(Beginning of Exercise input)
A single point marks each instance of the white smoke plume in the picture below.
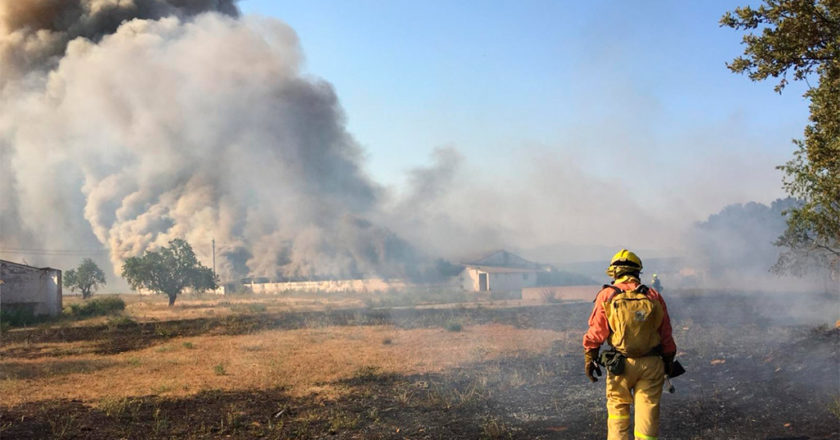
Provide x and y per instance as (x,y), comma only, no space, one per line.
(197,127)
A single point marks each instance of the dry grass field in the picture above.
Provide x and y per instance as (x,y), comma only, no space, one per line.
(345,366)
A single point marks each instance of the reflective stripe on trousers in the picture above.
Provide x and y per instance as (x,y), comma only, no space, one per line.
(640,385)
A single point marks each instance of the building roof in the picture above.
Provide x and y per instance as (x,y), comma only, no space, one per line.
(26,265)
(504,259)
(497,269)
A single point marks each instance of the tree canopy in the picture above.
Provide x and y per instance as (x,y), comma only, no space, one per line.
(801,38)
(168,270)
(86,278)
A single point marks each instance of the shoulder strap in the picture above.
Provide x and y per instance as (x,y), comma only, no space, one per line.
(644,290)
(616,291)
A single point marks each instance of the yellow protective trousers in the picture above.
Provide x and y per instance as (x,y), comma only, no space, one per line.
(641,385)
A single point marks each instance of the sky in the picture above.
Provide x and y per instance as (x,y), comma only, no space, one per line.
(620,88)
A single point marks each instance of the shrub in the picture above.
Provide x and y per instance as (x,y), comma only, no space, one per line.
(96,307)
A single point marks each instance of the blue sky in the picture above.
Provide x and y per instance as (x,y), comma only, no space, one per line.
(614,86)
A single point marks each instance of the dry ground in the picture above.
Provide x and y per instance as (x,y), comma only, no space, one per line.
(308,367)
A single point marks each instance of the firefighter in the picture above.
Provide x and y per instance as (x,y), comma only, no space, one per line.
(634,320)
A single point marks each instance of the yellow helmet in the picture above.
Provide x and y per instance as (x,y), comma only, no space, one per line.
(624,262)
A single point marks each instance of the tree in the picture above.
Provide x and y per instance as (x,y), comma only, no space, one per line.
(168,270)
(86,278)
(802,38)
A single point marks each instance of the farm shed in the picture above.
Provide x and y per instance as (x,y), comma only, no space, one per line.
(501,271)
(37,290)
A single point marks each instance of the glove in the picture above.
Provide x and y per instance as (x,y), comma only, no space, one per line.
(668,360)
(591,366)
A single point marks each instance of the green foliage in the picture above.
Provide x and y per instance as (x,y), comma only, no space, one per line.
(169,270)
(86,278)
(95,307)
(802,38)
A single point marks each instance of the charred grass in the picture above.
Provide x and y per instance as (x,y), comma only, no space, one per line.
(508,373)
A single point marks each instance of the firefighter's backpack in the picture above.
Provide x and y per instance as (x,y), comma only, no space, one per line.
(634,319)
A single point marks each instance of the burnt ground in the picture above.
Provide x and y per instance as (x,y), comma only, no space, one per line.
(753,373)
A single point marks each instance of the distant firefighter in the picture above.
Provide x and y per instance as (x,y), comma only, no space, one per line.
(634,320)
(654,282)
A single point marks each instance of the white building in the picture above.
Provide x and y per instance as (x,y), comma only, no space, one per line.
(37,290)
(501,271)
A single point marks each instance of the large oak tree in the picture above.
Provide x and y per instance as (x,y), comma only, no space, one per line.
(800,40)
(86,278)
(168,270)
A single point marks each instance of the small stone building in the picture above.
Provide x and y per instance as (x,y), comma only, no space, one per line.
(501,271)
(37,290)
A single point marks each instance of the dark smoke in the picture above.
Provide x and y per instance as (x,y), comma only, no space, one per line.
(35,33)
(139,123)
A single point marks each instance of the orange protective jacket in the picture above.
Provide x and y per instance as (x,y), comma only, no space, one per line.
(599,328)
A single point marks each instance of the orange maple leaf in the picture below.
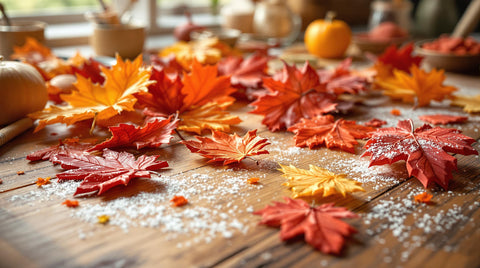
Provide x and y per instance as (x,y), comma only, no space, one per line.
(32,52)
(228,148)
(42,181)
(205,51)
(420,88)
(200,99)
(325,130)
(294,94)
(100,102)
(203,85)
(209,116)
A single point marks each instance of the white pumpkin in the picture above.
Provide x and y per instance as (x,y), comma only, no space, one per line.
(22,91)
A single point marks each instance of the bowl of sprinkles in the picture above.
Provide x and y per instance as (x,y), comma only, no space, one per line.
(454,54)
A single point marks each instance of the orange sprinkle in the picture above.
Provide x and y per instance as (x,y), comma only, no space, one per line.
(179,201)
(423,198)
(396,112)
(42,181)
(103,219)
(70,203)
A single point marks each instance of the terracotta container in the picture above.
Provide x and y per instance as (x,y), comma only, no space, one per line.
(126,40)
(17,33)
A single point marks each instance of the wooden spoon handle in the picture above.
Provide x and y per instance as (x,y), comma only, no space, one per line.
(11,131)
(468,21)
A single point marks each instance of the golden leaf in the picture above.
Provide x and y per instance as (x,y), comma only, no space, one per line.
(94,100)
(421,87)
(470,104)
(209,116)
(206,51)
(318,181)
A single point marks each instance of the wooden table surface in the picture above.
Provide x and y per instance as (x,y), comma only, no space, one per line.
(217,227)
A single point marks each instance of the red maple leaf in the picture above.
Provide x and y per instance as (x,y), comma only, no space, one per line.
(375,122)
(153,134)
(295,94)
(424,150)
(442,119)
(91,69)
(321,226)
(169,64)
(245,73)
(333,134)
(165,97)
(341,80)
(50,153)
(102,173)
(400,58)
(228,148)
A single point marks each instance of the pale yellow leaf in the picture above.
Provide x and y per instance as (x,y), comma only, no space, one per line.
(318,182)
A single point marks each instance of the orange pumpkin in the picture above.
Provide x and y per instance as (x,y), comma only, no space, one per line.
(22,91)
(328,38)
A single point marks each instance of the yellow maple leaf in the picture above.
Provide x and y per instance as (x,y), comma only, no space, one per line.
(420,88)
(206,51)
(208,116)
(318,181)
(470,104)
(100,101)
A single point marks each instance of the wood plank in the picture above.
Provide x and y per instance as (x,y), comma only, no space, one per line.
(37,230)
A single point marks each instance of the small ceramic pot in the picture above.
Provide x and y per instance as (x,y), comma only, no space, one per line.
(17,33)
(126,40)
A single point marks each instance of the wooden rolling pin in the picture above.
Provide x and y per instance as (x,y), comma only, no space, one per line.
(End of Exercise input)
Work to complete:
The copy should hold every entry above word for word and none of the pictures.

Exercise output:
A single point marks each instance of the white smoke plume in the picture below.
Provide x and y per instance as (x,y), comma only, no space, one per line.
(197,127)
A single point marks each instance of the dry grass field in the picture above.
Provide x and y per instance as (x,y), comma only, no space, one per line.
(345,366)
A single point marks each instance of the reflective stripe on trousers in the picture above.
Provide x and y per instance as (x,y), comma only, no space, one per line.
(640,385)
A single point marks each instance of the building roof in the picture above.
Provide x and y per instance as (x,y), comma only, no space, one per line.
(26,265)
(504,259)
(497,269)
A single point marks each instance of the tree canopy in the picture above.
Provide x and y per instance as (x,y), comma only, no space, one per line.
(801,38)
(168,270)
(86,278)
A single point marks each instance of the shoulder strap in the picture above.
Provide x and y per instance as (x,y), comma only, no space, one per line.
(644,290)
(616,291)
A single point marks each instance of the yellow protective trousers in the picture above.
Provide x and y per instance as (x,y), comma only, no space, one per line.
(641,385)
A single point marks each instance of the sky in the picture above.
Provide x and y per instance as (x,y), comma only, no space, one per line.
(620,88)
A single point marks each instance of the shrub in the picture above.
Provide x and y per instance as (x,y), comma only, no space, one per line.
(96,307)
A single point marks each instance of the blue sky in the picture above.
Provide x and y per instance as (x,y), comma only, no space, one per line.
(614,86)
A single point marks each instance of the dry ground in the picture above.
Provide x and y per instance as (x,y), comma only, no space, one per line.
(308,367)
A single point marks each instance of the firefighter in the picture above.
Provide x and y per instance as (x,y), comma only, no space, one per line.
(634,320)
A single point marks each instance of the yellow helmet in the picture above.
Provide x and y per instance as (x,y), comma only, no space, one per line.
(624,262)
A single point marks each instance of the tree in the picture above.
Provide x and y per instance as (x,y), comma only, no space, one per line.
(168,270)
(86,278)
(802,38)
A single point marks each instance of the farm shed in the picture above.
Provide x and y per instance as (x,y), comma only, no space, one per line.
(501,271)
(37,290)
A single point marks each instance of the glove in the picture above.
Provide x and y per instance as (x,y), comma only, no space, one per line.
(668,360)
(591,366)
A single point marks each instance of the green foliage in the picture above.
Provide x and y per instance as (x,y), comma only, no space, one per line.
(169,270)
(86,278)
(95,307)
(802,38)
A single point marks each instance of the charred grass in the picture above.
Provide x and y per instance as (x,y), comma only, no space, one per line.
(508,373)
A single point marks each instance of the firefighter's backpack in the picture above.
Provide x and y per instance as (x,y), comma only, no space, one per line.
(634,319)
A single point marks each instance of the burnt ground in the picture above.
Provide x and y per instance as (x,y), comma only, no space, one per line.
(753,373)
A single point marks each instance of the distant firefighter in the picture above.
Provide x and y per instance as (x,y), comma only, no space, one per line.
(634,320)
(654,282)
A single point marks each instance of the white building in the picture above.
Provide x and y per instance as (x,y), comma only, no space, one per line.
(37,290)
(501,271)
A single point marks each instance of the large oak tree in the picture above.
Provide x and y per instance as (x,y), comma only, no space, one per line.
(800,40)
(86,278)
(168,270)
A single point marks each instance of the small stone building in the picture above.
Provide x and y per instance as (x,y), comma only, no space, one per line.
(501,271)
(37,290)
A single point marks each instance of the dark smoke in the picture above.
Provide x and y per instance as (x,y), comma only, no space, one per line.
(35,33)
(139,123)
A single point marks each instance of the orange protective jacket in the picture above.
Provide x and y per instance as (x,y), comma only, no space, one per line.
(599,328)
A single point marks each instance of the orange maple leaf in the picture below.
Provide x and y per instance as (x,y), comma only, no space, one per line.
(32,52)
(228,148)
(42,181)
(205,51)
(420,88)
(200,99)
(325,130)
(294,94)
(100,102)
(203,85)
(209,116)
A single point marks each instance of the white pumpkin in the picture above.
Provide x and y per instance as (x,y), comma only, no space, one per line.
(22,91)
A single point marks each instance of the bowl of sprinkles in the picture above.
Provide x and y per instance as (x,y), comma only, no space, one per line.
(454,54)
A single point marks each instance of the orange sprinkle in the picture above.
Provide x and y per instance as (x,y), comma only, no space, one per line.
(179,201)
(423,198)
(396,112)
(42,181)
(103,219)
(70,203)
A single point marks each instance of the terracotta container in the picture above.
Provide x and y per instance as (x,y), comma only, no space, one per line.
(126,40)
(17,33)
A single point marks each instance of the wooden spoon handle in the picture above.
Provide x and y per instance as (x,y), comma only, no space, one per line.
(11,131)
(468,21)
A single point marks each instance of the golden leaf in the picture above.
Provide x and y per instance as (x,y), comma only, no space, one per line.
(94,100)
(421,87)
(470,104)
(209,116)
(206,51)
(318,181)
A single point marks each instance of the wooden table surface in the picture above.
Provide x and y per instance as (x,y), comma only, no space, one per line.
(217,227)
A single point marks each instance of the red maple leaf in the picture above.
Provide x and y per instance as (x,y), comma only, no space, one per line.
(375,122)
(153,134)
(295,94)
(424,150)
(442,119)
(91,69)
(321,226)
(169,64)
(245,73)
(333,134)
(165,97)
(341,80)
(50,153)
(102,173)
(400,58)
(228,148)
A single point marks each instance of the pale yellow leaf in the picture above.
Provide x and y per instance as (x,y), comma only, no space, one per line.
(318,182)
A single point marks each instance of the orange pumpkin in the picture above.
Provide x and y per instance as (x,y), comma only, no space, one per line.
(22,91)
(328,38)
A single point marks each instance of the yellow maple leaf in the picture above.
Provide x and y per instance as (x,y), comma only, no space, one per line.
(420,88)
(206,51)
(208,116)
(318,181)
(470,104)
(100,101)
A single point marks each instance of the wood plank in the picture above.
Provide x and y per instance as (x,y), comma only, no space, one per line.
(37,230)
A single point marks each instance of the small ceramic pot in the picture above.
Provide x and y per instance as (x,y), comma only, no space, one per line.
(17,33)
(126,40)
A single point marks each instance of the wooden rolling pin in the picture above.
Provide x and y per instance as (x,y), comma only, no space, one per line.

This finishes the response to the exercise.